§ ACTION ITEM:
Of all the lines below, output only those starting at the one with "Query: green field patch" and ending at the one with "pixel 192 3", both ends included, exactly as written.

=== Section Start ===

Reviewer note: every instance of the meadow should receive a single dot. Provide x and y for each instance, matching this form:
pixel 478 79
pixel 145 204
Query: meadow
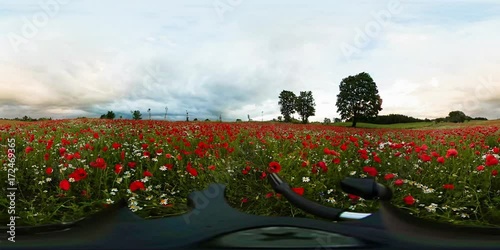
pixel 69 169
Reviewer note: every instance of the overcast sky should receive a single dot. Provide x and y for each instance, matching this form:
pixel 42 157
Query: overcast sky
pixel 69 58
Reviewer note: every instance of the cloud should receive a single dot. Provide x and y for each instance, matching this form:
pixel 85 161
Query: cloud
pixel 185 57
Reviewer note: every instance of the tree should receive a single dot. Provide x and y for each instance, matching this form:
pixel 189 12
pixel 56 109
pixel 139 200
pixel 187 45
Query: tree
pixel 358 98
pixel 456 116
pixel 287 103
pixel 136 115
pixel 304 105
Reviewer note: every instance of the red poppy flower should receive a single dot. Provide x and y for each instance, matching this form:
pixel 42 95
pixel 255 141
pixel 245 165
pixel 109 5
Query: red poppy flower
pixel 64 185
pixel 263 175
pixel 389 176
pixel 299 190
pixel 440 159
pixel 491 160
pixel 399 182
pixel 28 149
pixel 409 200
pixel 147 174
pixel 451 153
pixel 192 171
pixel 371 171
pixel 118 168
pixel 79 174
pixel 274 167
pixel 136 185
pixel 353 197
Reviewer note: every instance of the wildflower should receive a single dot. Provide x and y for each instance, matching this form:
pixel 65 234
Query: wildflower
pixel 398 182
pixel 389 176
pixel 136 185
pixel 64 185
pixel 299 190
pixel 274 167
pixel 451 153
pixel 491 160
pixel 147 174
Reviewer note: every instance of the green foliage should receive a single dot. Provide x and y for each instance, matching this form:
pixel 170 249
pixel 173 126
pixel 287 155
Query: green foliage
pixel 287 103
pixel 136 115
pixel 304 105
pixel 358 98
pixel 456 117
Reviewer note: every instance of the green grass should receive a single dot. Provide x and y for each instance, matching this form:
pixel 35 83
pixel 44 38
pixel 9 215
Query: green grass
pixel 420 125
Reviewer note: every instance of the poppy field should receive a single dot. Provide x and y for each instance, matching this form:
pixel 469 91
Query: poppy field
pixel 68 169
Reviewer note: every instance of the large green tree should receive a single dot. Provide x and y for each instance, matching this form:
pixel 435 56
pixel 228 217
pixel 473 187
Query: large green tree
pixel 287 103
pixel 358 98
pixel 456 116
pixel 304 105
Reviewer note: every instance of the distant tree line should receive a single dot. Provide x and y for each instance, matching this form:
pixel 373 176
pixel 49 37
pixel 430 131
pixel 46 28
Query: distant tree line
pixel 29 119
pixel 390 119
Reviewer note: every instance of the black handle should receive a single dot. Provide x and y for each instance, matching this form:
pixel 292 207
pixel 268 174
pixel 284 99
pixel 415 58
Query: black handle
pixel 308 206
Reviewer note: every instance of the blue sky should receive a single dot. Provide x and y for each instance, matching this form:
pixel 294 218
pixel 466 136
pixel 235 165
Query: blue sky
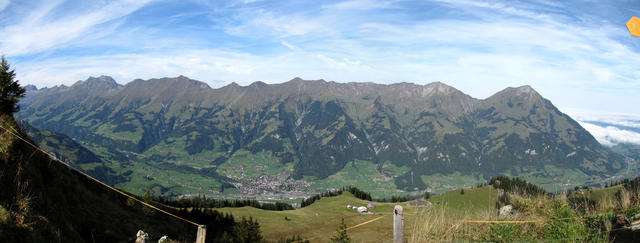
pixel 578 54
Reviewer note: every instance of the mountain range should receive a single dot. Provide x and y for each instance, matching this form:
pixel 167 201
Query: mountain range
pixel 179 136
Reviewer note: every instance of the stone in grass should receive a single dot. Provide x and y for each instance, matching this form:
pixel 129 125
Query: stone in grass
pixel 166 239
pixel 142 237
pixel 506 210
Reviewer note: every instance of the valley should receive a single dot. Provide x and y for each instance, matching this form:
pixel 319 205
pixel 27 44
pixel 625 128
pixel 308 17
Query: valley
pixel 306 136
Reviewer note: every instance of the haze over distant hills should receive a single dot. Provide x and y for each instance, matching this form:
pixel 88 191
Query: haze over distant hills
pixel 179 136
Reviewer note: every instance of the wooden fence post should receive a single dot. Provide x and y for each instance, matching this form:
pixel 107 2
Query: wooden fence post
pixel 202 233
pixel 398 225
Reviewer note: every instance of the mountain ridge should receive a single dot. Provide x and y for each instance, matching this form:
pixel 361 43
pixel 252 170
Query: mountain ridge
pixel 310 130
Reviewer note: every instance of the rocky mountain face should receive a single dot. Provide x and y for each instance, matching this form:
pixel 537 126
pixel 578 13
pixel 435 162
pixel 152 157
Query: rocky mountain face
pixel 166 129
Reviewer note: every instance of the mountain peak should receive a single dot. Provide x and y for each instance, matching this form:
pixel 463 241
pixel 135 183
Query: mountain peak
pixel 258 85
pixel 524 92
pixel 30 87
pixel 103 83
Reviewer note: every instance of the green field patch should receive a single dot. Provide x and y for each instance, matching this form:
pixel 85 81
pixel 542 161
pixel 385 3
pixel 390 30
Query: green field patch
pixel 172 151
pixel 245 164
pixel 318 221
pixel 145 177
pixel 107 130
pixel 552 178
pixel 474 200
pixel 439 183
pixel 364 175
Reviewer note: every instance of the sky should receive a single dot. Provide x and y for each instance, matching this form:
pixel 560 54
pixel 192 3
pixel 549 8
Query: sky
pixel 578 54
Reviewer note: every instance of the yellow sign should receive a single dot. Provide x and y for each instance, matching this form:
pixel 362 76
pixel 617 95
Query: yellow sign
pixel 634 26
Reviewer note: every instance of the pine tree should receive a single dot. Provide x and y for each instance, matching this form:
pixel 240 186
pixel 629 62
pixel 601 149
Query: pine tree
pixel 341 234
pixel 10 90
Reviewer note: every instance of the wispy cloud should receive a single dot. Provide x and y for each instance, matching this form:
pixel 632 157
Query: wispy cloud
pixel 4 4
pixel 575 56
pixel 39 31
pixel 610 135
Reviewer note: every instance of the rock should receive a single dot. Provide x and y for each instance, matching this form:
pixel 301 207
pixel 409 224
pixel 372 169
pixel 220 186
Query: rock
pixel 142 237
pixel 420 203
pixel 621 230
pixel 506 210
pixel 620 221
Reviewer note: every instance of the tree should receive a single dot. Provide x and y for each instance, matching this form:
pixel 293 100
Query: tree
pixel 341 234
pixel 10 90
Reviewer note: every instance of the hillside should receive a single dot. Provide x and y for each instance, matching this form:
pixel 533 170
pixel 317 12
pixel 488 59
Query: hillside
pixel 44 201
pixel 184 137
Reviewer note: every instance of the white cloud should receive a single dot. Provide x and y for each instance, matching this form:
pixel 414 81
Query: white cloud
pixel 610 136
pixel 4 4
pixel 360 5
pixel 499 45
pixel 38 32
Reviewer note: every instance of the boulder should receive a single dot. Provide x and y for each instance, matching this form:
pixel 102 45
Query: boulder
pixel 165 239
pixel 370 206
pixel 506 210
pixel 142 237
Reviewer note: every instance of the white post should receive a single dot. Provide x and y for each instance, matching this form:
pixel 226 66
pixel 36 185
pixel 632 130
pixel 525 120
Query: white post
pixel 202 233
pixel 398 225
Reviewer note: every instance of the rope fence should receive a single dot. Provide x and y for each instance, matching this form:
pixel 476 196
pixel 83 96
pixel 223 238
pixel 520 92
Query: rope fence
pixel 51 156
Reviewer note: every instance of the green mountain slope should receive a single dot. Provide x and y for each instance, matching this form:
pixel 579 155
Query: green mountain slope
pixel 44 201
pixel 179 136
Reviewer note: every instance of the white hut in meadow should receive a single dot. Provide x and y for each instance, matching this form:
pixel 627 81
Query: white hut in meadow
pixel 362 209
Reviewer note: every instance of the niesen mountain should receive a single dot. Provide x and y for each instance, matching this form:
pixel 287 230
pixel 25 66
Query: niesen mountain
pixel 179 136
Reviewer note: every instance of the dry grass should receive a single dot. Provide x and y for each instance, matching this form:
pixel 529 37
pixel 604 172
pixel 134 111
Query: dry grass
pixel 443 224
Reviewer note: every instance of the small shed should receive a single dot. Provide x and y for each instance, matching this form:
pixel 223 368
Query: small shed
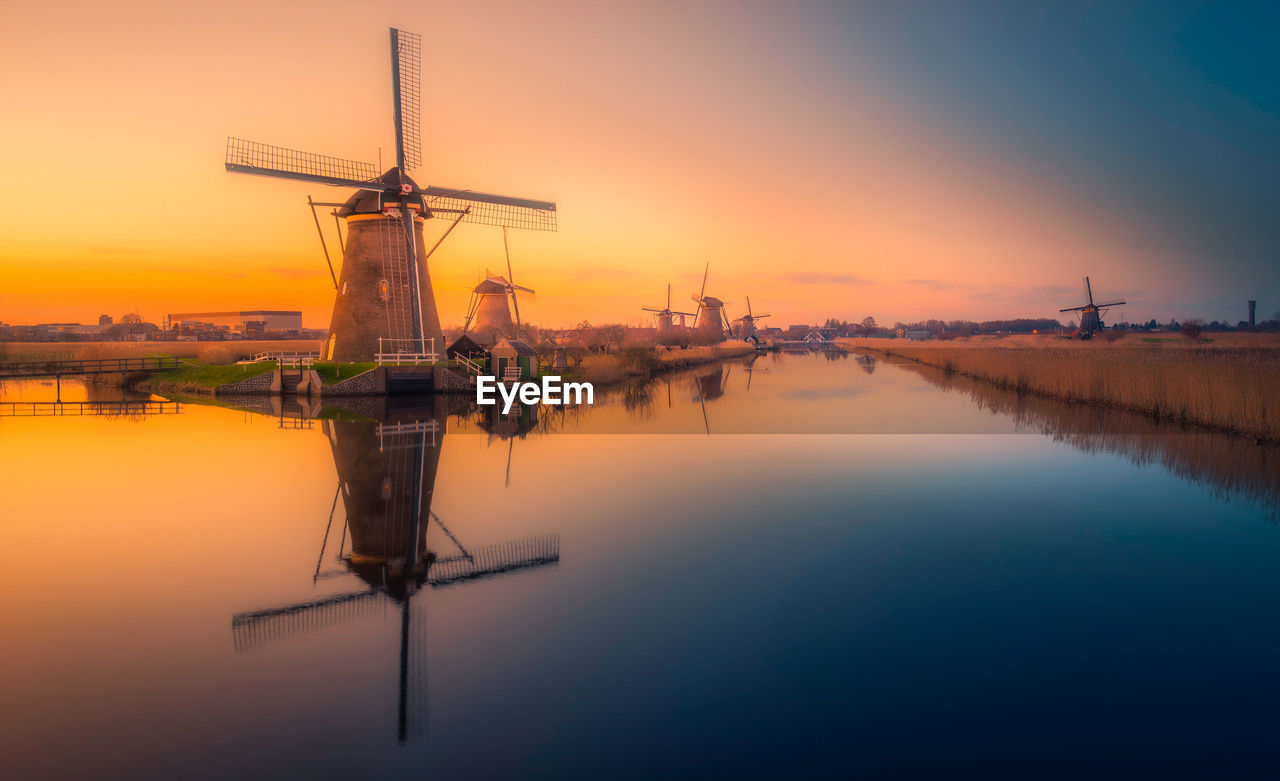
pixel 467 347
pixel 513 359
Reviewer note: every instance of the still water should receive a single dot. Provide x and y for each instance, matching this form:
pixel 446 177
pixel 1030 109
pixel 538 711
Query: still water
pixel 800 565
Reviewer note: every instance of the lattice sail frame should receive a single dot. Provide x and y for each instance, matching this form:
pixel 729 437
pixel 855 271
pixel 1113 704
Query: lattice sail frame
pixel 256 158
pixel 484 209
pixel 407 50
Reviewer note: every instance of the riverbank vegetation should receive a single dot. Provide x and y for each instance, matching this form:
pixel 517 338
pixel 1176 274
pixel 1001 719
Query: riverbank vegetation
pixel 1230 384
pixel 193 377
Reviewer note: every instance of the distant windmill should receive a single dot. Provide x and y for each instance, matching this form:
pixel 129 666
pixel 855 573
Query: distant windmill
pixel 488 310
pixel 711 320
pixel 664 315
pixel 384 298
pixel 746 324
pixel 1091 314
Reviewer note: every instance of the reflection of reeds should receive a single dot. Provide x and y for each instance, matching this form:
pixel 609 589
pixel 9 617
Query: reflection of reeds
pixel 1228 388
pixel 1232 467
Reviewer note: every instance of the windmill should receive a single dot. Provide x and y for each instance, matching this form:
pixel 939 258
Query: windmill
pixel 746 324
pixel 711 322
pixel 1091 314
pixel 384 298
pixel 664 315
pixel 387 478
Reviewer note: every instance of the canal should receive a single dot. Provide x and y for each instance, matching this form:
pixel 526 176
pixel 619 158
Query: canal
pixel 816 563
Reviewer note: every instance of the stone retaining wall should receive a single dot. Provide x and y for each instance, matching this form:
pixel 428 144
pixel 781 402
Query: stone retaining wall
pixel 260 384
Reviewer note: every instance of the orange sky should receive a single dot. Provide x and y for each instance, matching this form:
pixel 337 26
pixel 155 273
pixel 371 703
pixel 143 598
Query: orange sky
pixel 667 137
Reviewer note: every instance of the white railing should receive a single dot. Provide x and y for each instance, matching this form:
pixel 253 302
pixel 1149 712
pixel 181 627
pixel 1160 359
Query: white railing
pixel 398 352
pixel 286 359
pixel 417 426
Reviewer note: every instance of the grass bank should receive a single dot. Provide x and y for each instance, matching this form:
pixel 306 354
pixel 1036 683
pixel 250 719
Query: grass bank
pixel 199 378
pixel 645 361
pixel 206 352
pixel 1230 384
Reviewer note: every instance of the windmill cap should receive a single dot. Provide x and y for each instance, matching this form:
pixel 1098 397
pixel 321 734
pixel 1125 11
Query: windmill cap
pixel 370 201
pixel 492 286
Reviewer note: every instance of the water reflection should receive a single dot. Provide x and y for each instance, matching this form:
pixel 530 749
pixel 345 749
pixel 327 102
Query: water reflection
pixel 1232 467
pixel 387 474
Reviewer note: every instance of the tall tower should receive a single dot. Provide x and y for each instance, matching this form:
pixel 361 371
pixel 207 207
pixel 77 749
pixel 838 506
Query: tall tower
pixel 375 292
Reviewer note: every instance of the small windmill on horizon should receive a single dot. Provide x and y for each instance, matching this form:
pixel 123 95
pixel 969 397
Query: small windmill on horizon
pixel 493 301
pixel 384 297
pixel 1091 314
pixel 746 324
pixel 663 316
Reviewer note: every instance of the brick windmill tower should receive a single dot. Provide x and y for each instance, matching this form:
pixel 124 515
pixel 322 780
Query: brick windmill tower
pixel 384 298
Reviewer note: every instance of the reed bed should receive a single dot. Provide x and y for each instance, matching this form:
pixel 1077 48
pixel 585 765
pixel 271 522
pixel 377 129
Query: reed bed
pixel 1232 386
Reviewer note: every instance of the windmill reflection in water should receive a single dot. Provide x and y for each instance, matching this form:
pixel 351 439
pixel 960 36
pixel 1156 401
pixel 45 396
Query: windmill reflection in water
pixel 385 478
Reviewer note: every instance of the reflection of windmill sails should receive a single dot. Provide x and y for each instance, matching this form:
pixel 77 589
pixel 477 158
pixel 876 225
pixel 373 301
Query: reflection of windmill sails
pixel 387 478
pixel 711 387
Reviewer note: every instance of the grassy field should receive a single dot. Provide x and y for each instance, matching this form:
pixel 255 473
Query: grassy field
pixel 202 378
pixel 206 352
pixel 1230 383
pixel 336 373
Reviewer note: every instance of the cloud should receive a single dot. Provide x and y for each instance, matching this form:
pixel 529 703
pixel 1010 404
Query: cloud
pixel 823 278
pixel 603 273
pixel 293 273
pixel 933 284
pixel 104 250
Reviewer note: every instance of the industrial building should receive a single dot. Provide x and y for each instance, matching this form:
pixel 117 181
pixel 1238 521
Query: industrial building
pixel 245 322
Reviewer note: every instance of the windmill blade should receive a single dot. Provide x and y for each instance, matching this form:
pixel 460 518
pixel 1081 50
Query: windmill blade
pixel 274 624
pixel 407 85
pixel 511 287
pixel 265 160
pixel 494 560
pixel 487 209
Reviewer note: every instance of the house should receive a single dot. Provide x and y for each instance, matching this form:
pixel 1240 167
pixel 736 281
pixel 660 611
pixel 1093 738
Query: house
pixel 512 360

=== Section End ===

§ TASK SOLUTION:
Query: green field patch
pixel 172 151
pixel 245 164
pixel 318 221
pixel 145 177
pixel 107 130
pixel 552 178
pixel 474 200
pixel 439 183
pixel 364 175
Reviewer note: every instance of the sky should receive a single dot. Provide x and y for each instance, matching this form:
pixel 560 54
pixel 192 3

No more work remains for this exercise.